11

I used Logistic Regression. I have six features, I want to know the important features in this classifier that influence the result more than other features. I used Information Gain but it seems that it doesn't depend on the used classifier. Is there any method to rank the features according to their importance based on specific classifier (like Logistic Regression)? any help would be highly appreciated.

BlueGirl
  • 211
  • 1
  • 3
  • 5
  • 3
    Logistic regression is not a classifier. Please re-write your question to reflect that logistic regression is a direct probability estimation model. – Frank Harrell Feb 14 '16 at 18:19
  • 1
    Aside the point raised by FrankHarrell, did you look at the $p$-values of your estimated coefficients? It is definitely not the best way of ranking features but it can give you a starting point. – usεr11852 Feb 14 '16 at 18:46
  • 9
    Sure, logistic regression is estimating probabilities and not explicitly classifying things, but who cares? The purpose is often to decide which class is most likely, and there's nothing wrong with calling it a classifier if that's what you're using it for. – dsaxton Feb 14 '16 at 20:40

3 Answers3

6

I think the answer you are looking for might be the Boruta algorithm. This is a wrapper method that directly measures the importance of features in an "all relevance" sense and is implemented in an R package, which produces nice plots such as this plot where the importance of any feature is on the y-axis and is compared with a null plotted in blue here. This blog post describes the approach and I would recommend you read it as a very clear intro.

3

To begin understanding how to rank variables by importance for regression models, you can start with linear regression. A popular approach to rank a variable's importance in a linear regression model is to decompose $R^2$ into contributions attributed to each variable. But variable importance is not straightforward in linear regression due to correlations between variables. Refer to the document describing the PMD method (Feldman, 2005)[3]. Another popular approach is averaging over orderings (LMG, 1980)[2].

There isn't much consensus over how to rank variables for logistic regression. A good overview of this topic is given in [1], it describes adaptations of the linear regression relative importance techniques using Pseudo-$R^2$ for logistic regression.

A list of the popular approaches to rank feature importance in logistic regression models are:

  1. Logistic pseudo partial correlation (using Pseudo-$R^2$)
  2. Adequacy: the proportion of the full model log‐likelihood that is explainable by each predictor individually
  3. Concordance: Indicates a model’s ability to differentiate between the positive and negative response variables. A separate model is constructed for each predictor and the importance score is the predicted probability of true positives based on that predictor alone.
  4. Information value: Information values quantify the amount of information about the outcome gained from a predictor. It is based on an analysis of each predictor in turn, without taking into account the other predictors.

⁂

Task set:
- 1) Restate the stretch of the feature-importance thread from "2. Adequacy: the" through "the other predictors.", swapping "Concordance" for "Discrimination".
- 2) According to the feature-importance thread, why is ranking variable importance not straightforward in linear regression?
The lines after this play no part in the work here.

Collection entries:
⁂

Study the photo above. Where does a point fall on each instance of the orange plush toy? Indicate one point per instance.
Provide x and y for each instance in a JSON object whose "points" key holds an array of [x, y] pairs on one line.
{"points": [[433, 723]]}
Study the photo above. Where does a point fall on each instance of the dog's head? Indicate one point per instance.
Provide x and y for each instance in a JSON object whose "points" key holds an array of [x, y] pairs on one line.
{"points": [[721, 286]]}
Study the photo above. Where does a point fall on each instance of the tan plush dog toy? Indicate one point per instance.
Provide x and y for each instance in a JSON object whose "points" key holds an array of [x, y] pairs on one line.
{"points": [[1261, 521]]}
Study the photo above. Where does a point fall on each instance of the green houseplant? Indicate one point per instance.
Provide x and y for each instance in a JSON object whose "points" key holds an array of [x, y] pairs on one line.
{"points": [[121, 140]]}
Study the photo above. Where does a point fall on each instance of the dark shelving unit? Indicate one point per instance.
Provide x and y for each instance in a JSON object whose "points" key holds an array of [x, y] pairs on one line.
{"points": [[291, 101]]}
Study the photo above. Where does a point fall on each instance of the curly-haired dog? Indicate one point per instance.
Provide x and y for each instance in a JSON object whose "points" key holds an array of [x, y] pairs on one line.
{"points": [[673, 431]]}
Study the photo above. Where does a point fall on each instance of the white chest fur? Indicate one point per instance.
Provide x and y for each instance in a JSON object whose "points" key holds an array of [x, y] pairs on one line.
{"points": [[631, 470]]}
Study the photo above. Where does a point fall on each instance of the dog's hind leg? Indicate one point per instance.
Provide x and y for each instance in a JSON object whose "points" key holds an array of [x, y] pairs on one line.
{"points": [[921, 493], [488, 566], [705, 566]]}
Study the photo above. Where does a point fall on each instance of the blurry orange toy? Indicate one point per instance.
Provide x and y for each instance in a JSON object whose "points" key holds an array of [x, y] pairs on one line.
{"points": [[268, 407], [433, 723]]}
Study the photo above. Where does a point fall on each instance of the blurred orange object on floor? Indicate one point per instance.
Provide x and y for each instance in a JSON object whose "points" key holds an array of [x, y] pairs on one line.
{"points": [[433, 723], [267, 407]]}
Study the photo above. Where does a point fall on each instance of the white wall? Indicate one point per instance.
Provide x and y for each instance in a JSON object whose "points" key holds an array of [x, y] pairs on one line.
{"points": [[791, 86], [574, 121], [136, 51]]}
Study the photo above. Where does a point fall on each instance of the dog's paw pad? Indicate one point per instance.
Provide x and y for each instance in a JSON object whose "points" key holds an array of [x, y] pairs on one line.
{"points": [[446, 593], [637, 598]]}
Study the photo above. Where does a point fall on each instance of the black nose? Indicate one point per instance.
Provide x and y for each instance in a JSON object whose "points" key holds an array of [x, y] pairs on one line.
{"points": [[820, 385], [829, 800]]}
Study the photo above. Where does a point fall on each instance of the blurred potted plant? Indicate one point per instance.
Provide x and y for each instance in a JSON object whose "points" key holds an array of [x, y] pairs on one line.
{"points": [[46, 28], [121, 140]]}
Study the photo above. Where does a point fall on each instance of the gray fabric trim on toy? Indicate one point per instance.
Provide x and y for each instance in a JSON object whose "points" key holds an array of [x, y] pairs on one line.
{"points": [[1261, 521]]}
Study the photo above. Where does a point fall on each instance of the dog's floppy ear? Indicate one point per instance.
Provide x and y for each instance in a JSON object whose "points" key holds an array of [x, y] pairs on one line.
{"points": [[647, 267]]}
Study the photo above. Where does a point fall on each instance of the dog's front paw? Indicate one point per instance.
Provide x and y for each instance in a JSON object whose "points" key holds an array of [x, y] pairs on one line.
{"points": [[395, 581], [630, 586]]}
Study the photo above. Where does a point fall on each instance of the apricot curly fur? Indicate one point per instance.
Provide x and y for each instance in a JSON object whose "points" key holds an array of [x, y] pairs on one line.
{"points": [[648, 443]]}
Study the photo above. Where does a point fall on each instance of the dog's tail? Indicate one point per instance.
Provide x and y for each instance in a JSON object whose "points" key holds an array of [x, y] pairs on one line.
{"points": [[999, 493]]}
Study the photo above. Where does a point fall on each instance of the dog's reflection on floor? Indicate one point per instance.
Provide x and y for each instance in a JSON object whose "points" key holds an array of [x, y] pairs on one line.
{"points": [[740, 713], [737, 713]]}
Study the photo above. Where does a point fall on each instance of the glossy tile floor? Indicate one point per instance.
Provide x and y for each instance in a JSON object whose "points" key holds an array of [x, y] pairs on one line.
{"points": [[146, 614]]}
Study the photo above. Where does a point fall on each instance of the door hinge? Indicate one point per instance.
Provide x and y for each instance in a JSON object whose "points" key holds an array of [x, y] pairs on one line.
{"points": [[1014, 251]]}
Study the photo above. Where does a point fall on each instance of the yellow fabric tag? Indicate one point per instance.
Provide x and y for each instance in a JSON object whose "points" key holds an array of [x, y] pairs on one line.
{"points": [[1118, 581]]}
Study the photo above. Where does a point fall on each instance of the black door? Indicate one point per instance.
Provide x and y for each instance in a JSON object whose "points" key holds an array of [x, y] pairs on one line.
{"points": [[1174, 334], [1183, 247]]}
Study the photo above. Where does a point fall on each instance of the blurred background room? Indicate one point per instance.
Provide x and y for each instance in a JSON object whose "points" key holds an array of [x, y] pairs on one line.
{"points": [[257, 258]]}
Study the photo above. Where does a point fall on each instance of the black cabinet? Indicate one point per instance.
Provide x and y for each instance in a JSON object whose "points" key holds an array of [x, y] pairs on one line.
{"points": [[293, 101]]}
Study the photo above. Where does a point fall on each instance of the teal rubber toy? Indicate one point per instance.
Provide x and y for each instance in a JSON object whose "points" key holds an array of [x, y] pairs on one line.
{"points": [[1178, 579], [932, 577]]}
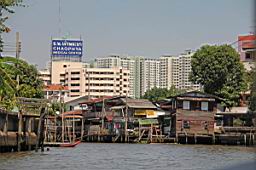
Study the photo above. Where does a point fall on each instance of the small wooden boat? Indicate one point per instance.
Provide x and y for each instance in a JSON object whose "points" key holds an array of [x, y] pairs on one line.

⁂

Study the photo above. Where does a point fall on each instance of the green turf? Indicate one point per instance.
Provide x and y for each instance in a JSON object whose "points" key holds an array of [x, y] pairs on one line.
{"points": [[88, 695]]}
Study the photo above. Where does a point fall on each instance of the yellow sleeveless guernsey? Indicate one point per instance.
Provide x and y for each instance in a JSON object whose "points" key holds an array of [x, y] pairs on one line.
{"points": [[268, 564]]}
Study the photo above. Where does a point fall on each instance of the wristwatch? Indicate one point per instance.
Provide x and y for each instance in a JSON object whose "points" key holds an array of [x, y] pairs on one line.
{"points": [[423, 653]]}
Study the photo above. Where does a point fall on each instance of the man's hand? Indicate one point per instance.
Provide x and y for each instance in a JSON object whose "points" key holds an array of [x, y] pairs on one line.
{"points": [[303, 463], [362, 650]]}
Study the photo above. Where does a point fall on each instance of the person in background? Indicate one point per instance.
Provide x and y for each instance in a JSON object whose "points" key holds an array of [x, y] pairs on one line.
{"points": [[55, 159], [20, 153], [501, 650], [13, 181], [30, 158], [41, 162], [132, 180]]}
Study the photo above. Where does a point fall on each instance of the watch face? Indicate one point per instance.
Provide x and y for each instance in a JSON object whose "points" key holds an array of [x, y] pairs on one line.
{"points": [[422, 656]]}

⁂

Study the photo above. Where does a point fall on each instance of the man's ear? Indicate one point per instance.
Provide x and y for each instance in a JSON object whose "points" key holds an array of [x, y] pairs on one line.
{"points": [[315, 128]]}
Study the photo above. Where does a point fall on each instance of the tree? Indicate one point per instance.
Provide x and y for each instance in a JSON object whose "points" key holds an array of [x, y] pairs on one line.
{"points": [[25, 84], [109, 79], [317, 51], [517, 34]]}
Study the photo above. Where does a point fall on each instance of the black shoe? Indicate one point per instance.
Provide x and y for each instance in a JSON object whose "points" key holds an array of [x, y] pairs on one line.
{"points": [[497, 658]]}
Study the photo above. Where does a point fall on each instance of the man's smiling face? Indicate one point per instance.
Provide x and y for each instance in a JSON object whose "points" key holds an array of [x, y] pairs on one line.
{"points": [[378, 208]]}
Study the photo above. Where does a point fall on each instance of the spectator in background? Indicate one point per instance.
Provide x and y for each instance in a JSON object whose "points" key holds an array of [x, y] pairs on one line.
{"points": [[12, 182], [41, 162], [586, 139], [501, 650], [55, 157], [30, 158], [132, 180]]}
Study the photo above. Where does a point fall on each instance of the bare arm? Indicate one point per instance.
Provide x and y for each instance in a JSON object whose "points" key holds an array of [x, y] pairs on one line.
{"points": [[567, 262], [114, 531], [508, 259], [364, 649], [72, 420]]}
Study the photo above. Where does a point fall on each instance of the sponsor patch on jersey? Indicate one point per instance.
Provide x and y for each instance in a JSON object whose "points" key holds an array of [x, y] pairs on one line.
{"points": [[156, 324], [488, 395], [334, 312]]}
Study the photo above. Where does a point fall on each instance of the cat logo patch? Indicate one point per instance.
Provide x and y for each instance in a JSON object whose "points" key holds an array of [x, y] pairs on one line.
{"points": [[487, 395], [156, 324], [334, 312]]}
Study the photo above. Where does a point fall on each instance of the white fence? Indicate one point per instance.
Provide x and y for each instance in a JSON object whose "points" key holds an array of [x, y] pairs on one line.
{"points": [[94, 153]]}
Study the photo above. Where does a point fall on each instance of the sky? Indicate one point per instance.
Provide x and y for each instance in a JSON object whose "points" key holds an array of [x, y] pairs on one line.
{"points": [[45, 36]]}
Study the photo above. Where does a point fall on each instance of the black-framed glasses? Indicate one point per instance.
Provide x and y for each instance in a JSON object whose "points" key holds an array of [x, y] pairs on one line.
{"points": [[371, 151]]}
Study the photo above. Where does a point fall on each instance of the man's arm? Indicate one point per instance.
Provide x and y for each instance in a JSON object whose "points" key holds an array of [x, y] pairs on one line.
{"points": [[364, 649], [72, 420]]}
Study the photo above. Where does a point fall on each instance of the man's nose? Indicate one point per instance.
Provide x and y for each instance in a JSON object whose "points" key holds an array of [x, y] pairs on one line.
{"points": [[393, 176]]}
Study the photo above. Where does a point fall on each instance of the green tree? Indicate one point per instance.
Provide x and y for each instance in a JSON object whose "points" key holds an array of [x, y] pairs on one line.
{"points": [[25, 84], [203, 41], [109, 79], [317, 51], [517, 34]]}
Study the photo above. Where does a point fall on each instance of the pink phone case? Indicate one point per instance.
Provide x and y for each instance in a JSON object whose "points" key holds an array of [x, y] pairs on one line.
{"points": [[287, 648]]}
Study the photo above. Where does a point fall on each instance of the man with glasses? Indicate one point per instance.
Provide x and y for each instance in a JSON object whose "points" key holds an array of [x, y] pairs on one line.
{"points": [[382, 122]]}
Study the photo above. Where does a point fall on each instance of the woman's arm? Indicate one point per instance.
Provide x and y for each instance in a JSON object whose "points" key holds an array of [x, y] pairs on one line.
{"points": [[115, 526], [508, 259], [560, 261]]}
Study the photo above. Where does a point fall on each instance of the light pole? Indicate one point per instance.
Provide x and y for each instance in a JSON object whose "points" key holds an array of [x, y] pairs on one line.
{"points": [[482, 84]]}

⁂

Solved problems:
- 1)
2. Adequacy: the proportion of the full model log‐likelihood that is explainable by each predictor individually
  3. Discrimination: Indicates a model’s ability to differentiate between the positive and negative response variables. A separate model is constructed for each predictor and the importance score is the predicted probability of true positives based on that predictor alone.
  4. Information value: Information values quantify the amount of information about the outcome gained from a predictor. It is based on an analysis of each predictor in turn, without taking into account the other predictors.

- 2) It is not straightforward because of correlations between the variables.